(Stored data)
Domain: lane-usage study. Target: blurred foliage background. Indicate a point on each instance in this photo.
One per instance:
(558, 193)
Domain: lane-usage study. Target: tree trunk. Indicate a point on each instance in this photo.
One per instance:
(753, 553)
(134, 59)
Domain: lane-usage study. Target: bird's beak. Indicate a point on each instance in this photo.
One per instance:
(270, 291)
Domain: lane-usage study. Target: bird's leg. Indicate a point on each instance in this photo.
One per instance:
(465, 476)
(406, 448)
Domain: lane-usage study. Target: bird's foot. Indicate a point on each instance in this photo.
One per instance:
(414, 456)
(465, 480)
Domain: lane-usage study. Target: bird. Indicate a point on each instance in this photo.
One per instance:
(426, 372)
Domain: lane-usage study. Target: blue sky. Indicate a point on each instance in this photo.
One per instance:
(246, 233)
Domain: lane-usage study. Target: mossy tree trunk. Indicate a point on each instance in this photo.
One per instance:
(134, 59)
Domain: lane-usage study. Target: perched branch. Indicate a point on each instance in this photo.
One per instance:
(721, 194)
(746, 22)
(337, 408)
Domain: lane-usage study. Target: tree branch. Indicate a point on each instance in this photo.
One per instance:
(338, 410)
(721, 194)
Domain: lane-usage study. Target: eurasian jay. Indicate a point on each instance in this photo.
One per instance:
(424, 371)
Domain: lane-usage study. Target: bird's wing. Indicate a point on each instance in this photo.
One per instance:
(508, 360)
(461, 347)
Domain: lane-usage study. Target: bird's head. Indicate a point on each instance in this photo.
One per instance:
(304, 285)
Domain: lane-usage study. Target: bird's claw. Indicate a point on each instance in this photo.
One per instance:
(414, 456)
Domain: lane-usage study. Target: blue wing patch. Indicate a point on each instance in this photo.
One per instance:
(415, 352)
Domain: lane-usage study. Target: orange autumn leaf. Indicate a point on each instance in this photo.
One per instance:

WHAT THE TASK REQUIRES » Spot every line in the entries that includes the word "wing", and copy each one out.

TASK OUTPUT »
Domain: lane-usage study. Target: bird's wing. Indicate a point on each instance in this photo.
Domain: lane-usage study. Target: blue wing patch. Indicate a point on each instance in this photo.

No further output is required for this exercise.